• **Required work**:
a) Answer these questions from the page text below. Mark each answer with the same numeral.
(i) Which article and point of the Convention on the Rights of the Child provide for alternatives to judicial proceedings for children?
(ii) Which article of Supreme Court Regulation No. 4 Year 2014 abolishes the adulthood by marriage concept?
(iii) How many problems listed for the Bill on Advocates had not reached an agreement?
b) Update the part of the page text that opens with the words containing "In the Indonesian" and closes with "by marriage concept.", changing "mediation process" to "consultation process".

• **Page text**:
◆ ◆ ◆ ◆

Supreme Court
Supreme Court Regulation No. 4 Year 2014 Strengthens Diversion in Children in the Criminal Justice System
The enactment of Law No. 11 Year 2012 on Child Criminal Justice is a significant milestone for the protection of children’s rights in Indonesia. It is part of Indonesia’s commitment to fulfill the country’s international obligation in implementing the Convention on the Rights of the Child (CRC). One important feature from the Law is on the adoption of the diversion system for juvenile offenders. In Article 40 (3) point b of CRC, it stipulates that whenever possible, children should have the opportunity to other alternatives beside judicial proceedings (diversion).
In the Indonesian legal system, the adoption of the diversion system is clearly stipulated in Article 6 to 15, where the child is put into a mediation process between offenders, the victims’ representatives, and social service officers. The diversion is further strengthened with the enactment of Supreme Court Regulation No. 4 Year 2014 on Guidelines of the Diversion System Implementation in the Child Criminal Justice System. The Supreme Court regulation enactment welcomes additions in the operational implementation of the diversion system. One notable feature can be seen in Article 3 of the Supreme Court Regulation. The article abolishes the adulthood by marriage concept.
This is a well-established concept accepted in the legal perception, where a child can assume adult rights and responsibilities whenever they have enter marriage, despite their age (under 18). Thus, a child (under 18) who is already married is considered as an adult. As a result, they are treated as adult offenders.
However, the Supreme Court Regulation could potentially become dormant. The involvement of the Child Penitentiary Officers (Balai Pemasyarakatan/BAPAS) is strategically important in overseeing the implementation on the result of the process. Unfortunately, such a problem is raised because the BAPAS is not part of the court structure, but rather is part of the Ministry of Human Rights and Law structure. Thus, further communication is needed between the court and the ministry to discuss technical aspects in the overseeing process in order to make the implementation of the diversion system runs smoothly. (GAT)
House of Representatives
The Surrounding Discussion on the Bill on Advocates
It’s been one year since the House of Representatives Plenary Session on 12 July 2013 approved the Bill on Advocates as a House of Representatives initiative proposal. However, up until the end of the 2009-2014 House of Representatives tenure, discussions are still left unfinished. Based on the Problem Inventory List of the Bill on Advocates, there are still as many as 132 numbers of problems that have not reached an agreement. That being said, the time for discussions is running out fast. This current House’s session, which started on 15 August 2014 and will end on 30 September 2014, is the last session for the 2009-2014 periods; roughly 33 days remain. Would this be enough time to run discussions on the bill; and would it suffice? Would it compromise the quality of the bill?

◆ ◆ ◆ ◆

• **Data shown**:
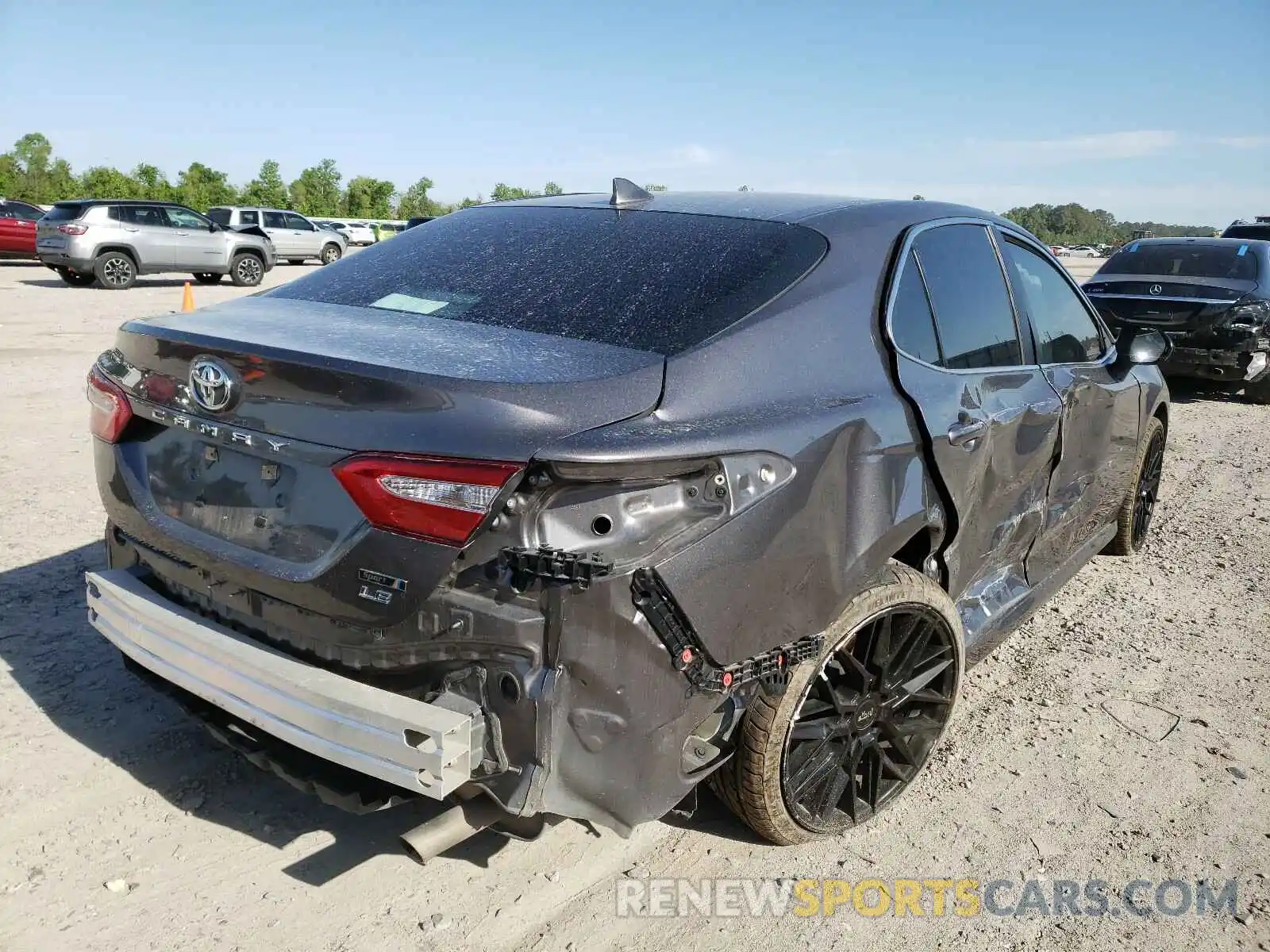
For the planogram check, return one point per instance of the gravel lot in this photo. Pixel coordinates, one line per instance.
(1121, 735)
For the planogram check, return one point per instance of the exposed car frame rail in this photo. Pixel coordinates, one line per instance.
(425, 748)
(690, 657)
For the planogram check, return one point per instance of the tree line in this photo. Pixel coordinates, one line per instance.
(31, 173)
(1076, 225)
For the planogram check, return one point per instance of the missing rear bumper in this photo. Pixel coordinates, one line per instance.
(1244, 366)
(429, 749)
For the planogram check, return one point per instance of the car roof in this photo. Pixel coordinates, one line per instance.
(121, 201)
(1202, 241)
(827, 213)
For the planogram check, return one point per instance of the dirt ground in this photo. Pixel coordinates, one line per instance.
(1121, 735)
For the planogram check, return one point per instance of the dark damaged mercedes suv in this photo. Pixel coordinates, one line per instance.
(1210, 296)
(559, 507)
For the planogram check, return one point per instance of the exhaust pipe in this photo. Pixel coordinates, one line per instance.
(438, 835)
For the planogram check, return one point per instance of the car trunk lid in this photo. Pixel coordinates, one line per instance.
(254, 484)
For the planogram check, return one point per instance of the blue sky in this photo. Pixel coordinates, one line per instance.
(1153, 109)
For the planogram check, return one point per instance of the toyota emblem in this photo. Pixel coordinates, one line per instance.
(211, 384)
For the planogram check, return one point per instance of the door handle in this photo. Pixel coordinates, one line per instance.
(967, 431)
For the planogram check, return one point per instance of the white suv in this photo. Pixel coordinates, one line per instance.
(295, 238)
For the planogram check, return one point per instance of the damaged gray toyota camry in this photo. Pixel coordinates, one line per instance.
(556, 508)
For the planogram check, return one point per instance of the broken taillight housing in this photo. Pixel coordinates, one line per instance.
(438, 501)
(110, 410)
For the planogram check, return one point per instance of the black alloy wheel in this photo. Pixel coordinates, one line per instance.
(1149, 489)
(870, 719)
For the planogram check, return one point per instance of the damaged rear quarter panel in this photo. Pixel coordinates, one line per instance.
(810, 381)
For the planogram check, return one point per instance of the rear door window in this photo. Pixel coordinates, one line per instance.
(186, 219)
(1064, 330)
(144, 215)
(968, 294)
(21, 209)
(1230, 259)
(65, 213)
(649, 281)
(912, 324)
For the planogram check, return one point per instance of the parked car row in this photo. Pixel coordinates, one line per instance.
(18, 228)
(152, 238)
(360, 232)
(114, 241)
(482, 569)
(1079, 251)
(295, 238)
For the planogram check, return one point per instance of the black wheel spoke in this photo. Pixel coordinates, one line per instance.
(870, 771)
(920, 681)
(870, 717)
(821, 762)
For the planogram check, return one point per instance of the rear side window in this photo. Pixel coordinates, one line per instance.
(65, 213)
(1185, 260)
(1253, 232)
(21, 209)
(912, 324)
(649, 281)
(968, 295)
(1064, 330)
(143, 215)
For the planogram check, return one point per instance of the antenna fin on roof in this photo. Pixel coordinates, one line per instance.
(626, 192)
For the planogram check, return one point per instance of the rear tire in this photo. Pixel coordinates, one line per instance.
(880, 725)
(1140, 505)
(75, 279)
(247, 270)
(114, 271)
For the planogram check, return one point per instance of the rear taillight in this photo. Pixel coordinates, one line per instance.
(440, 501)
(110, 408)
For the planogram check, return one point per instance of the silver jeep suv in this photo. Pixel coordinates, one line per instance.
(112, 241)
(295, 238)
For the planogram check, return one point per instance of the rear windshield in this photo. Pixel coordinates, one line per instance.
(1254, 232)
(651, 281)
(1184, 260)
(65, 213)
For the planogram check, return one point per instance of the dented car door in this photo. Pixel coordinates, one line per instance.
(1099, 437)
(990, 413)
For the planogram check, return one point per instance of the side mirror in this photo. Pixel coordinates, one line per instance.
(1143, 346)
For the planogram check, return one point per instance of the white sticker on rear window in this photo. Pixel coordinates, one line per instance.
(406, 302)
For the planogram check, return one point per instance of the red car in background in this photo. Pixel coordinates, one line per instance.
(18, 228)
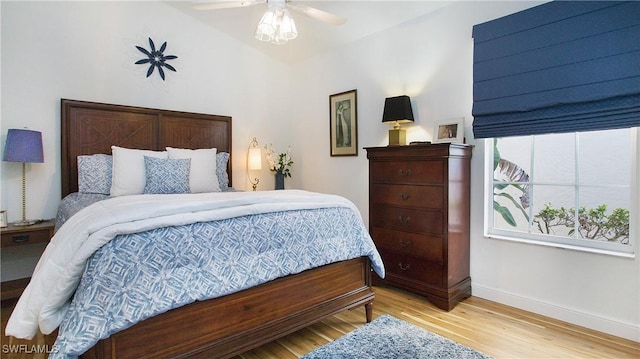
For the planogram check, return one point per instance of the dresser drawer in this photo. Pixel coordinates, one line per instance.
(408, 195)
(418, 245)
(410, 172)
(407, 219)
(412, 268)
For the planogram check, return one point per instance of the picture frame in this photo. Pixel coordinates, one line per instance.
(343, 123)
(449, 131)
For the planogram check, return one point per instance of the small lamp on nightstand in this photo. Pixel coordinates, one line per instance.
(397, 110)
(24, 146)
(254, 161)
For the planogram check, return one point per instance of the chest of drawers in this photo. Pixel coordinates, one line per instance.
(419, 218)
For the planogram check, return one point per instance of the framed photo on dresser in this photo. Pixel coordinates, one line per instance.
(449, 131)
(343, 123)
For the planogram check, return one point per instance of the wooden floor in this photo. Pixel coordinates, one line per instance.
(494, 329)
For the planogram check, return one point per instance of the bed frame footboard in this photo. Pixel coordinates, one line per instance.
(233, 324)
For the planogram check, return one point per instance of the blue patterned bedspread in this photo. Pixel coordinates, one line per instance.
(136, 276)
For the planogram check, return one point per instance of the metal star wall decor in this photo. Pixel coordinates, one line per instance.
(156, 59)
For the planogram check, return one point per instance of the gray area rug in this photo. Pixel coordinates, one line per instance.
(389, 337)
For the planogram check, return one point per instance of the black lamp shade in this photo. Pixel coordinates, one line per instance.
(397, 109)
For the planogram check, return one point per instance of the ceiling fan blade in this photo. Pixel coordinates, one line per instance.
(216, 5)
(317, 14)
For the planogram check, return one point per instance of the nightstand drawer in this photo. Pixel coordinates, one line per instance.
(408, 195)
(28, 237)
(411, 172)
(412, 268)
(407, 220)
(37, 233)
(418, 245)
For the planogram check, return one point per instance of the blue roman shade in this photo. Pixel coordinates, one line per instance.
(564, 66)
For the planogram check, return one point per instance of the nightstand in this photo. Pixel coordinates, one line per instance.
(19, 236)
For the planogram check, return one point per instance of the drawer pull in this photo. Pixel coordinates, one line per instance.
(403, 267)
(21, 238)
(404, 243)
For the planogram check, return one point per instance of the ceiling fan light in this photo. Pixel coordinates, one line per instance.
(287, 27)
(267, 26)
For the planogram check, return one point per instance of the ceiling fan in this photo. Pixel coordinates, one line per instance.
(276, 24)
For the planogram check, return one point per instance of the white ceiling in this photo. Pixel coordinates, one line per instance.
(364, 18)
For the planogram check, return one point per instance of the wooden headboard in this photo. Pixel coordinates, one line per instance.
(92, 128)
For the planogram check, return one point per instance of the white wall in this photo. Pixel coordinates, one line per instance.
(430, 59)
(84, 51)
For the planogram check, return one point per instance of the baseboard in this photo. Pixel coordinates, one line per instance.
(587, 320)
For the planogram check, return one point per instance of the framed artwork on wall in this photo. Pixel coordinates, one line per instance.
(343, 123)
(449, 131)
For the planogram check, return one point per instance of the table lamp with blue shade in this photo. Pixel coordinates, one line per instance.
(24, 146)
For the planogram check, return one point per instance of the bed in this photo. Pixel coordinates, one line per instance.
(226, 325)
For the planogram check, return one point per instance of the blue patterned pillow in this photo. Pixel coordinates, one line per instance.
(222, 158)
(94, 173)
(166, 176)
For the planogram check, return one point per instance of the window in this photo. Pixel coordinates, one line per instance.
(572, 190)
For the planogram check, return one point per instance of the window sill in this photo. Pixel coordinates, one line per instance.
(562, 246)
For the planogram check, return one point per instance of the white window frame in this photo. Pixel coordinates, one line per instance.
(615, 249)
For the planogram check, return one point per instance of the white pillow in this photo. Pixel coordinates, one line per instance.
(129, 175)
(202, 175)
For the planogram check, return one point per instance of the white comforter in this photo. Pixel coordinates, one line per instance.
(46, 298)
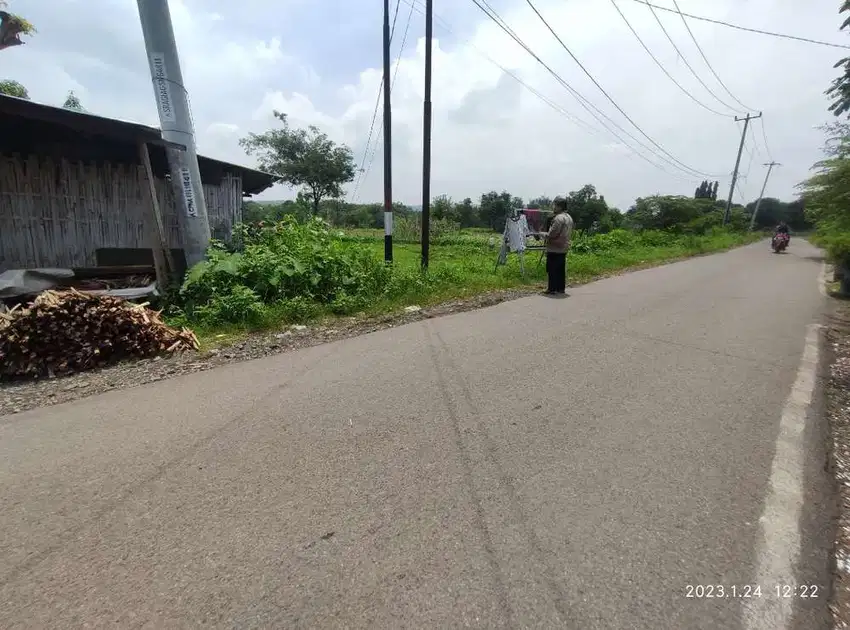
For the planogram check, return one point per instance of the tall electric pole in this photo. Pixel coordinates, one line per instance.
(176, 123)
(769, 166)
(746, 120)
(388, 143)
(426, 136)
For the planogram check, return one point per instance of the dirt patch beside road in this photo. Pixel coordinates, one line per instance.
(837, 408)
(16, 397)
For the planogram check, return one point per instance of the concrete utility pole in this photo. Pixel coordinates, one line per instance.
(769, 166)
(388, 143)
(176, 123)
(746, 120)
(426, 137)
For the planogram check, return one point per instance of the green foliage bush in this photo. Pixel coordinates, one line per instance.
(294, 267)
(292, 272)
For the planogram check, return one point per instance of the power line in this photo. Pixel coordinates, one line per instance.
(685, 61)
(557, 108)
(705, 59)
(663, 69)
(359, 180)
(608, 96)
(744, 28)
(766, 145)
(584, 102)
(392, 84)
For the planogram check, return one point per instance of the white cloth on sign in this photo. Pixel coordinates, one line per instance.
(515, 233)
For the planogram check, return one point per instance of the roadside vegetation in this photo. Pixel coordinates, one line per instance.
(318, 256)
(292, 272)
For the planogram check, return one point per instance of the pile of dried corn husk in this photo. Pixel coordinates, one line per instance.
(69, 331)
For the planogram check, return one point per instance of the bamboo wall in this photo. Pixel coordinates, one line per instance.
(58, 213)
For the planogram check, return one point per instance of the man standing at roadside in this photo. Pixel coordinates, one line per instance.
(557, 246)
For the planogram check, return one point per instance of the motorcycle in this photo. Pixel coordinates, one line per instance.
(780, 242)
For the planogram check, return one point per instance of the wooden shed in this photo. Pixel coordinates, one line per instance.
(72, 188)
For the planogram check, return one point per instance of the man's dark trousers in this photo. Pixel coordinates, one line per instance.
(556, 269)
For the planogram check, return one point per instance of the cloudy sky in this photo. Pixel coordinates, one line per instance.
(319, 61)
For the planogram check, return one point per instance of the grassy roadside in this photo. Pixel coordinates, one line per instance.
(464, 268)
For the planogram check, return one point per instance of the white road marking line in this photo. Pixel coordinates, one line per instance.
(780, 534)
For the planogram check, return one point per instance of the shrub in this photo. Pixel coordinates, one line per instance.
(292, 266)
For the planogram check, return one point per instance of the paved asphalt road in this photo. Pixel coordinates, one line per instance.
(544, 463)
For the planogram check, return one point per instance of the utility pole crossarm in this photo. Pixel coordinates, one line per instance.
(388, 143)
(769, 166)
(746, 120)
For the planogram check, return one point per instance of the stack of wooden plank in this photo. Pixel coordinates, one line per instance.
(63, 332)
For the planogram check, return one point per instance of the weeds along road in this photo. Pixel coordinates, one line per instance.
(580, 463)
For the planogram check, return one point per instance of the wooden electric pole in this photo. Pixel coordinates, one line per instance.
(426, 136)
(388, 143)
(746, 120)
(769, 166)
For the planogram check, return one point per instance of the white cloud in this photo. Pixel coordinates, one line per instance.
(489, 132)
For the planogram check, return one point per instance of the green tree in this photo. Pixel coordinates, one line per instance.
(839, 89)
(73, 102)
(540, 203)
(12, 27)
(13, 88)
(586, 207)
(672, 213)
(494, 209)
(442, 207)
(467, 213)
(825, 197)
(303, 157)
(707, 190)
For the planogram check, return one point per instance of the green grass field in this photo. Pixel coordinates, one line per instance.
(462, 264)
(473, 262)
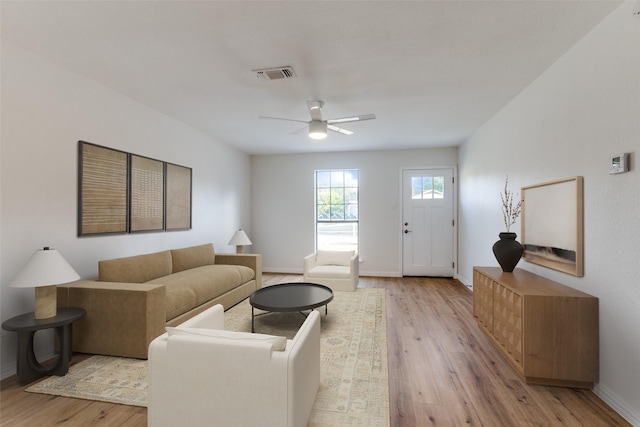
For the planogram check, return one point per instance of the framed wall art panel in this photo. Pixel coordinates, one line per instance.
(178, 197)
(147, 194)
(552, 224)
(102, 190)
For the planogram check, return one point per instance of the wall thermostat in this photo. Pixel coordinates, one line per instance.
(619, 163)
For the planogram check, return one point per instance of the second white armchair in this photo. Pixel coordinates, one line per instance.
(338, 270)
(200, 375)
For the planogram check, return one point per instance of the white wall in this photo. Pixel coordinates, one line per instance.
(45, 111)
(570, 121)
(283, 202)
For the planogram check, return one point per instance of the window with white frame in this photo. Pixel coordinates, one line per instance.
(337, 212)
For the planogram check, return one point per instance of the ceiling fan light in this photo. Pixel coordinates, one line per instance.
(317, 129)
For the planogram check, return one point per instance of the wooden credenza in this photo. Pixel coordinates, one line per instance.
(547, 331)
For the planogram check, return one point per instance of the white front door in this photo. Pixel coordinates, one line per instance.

◆ ◆ ◆ ◆

• **Outputs for the tasks**:
a)
(i) Article 40 (3) point b
(ii) Article 3
(iii) 132

b)
In the Indonesian legal system, the adoption of the diversion system is clearly stipulated in Article 6 to 15, where the child is put into a consultation process between offenders, the victims’ representatives, and social service officers. The diversion is further strengthened with the enactment of Supreme Court Regulation No. 4 Year 2014 on Guidelines of the Diversion System Implementation in the Child Criminal Justice System. The Supreme Court regulation enactment welcomes additions in the operational implementation of the diversion system. One notable feature can be seen in Article 3 of the Supreme Court Regulation. The article abolishes the adulthood by marriage concept.